>> start

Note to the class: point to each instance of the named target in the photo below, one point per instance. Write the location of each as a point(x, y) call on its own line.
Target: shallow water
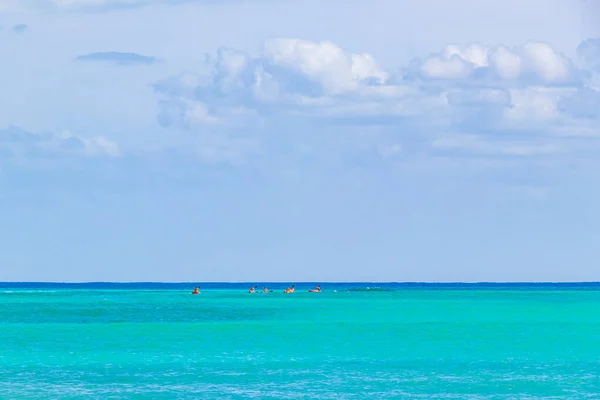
point(153, 341)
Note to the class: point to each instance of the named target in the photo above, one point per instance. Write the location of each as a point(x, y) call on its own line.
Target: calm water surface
point(397, 341)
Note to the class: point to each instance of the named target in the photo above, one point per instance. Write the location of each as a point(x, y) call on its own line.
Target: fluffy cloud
point(18, 144)
point(515, 102)
point(532, 63)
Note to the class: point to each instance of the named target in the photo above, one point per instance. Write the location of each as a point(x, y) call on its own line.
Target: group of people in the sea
point(254, 289)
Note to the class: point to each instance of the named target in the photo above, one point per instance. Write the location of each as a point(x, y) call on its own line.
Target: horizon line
point(301, 282)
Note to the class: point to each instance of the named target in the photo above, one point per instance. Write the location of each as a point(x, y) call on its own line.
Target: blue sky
point(358, 140)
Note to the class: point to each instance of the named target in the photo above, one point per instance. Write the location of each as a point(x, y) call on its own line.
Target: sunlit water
point(415, 341)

>> end

## To do
Write out all the records again with every line kept, requests included, and raise each coordinate in the point answers by 56. Leave out the pictures.

## The response
Note to the class: point to each instance of the named target in the photo below, one point per instance. Write the location of each as a point(x, y) call on its own line.
Target: shallow water
point(209, 397)
Note to the class: point to each instance of the named target in the photo above, one point per instance. Write the location of each as a point(x, y) call on its own line.
Target: calm water surface
point(453, 397)
Note to the class: point to each instance of the named target in the photo above, one point per instance. Write the location of each as a point(x, y) call on its own line.
Target: fluffy cloud
point(74, 200)
point(571, 158)
point(588, 119)
Note to the class: point to each instance of the named target in the photo above, one point per instance. Write the location of each as a point(x, y) call on its own line.
Target: group of people in the sea
point(310, 345)
Note to the class: point to each instance of the named target in the photo above, one point per instance. Write the location of each as a point(x, y) call on its own line.
Target: horizon line
point(357, 338)
Note to the class: point to each instance of the named target in the photo above, one point per instance. Write the location of each as a point(x, y) call on its own line.
Target: blue sky
point(414, 196)
Note to the class: point to each instance of the named target in the photo above, one point per instance. Write the location of each as a point(x, y) call on its own line.
Target: sunlit water
point(471, 397)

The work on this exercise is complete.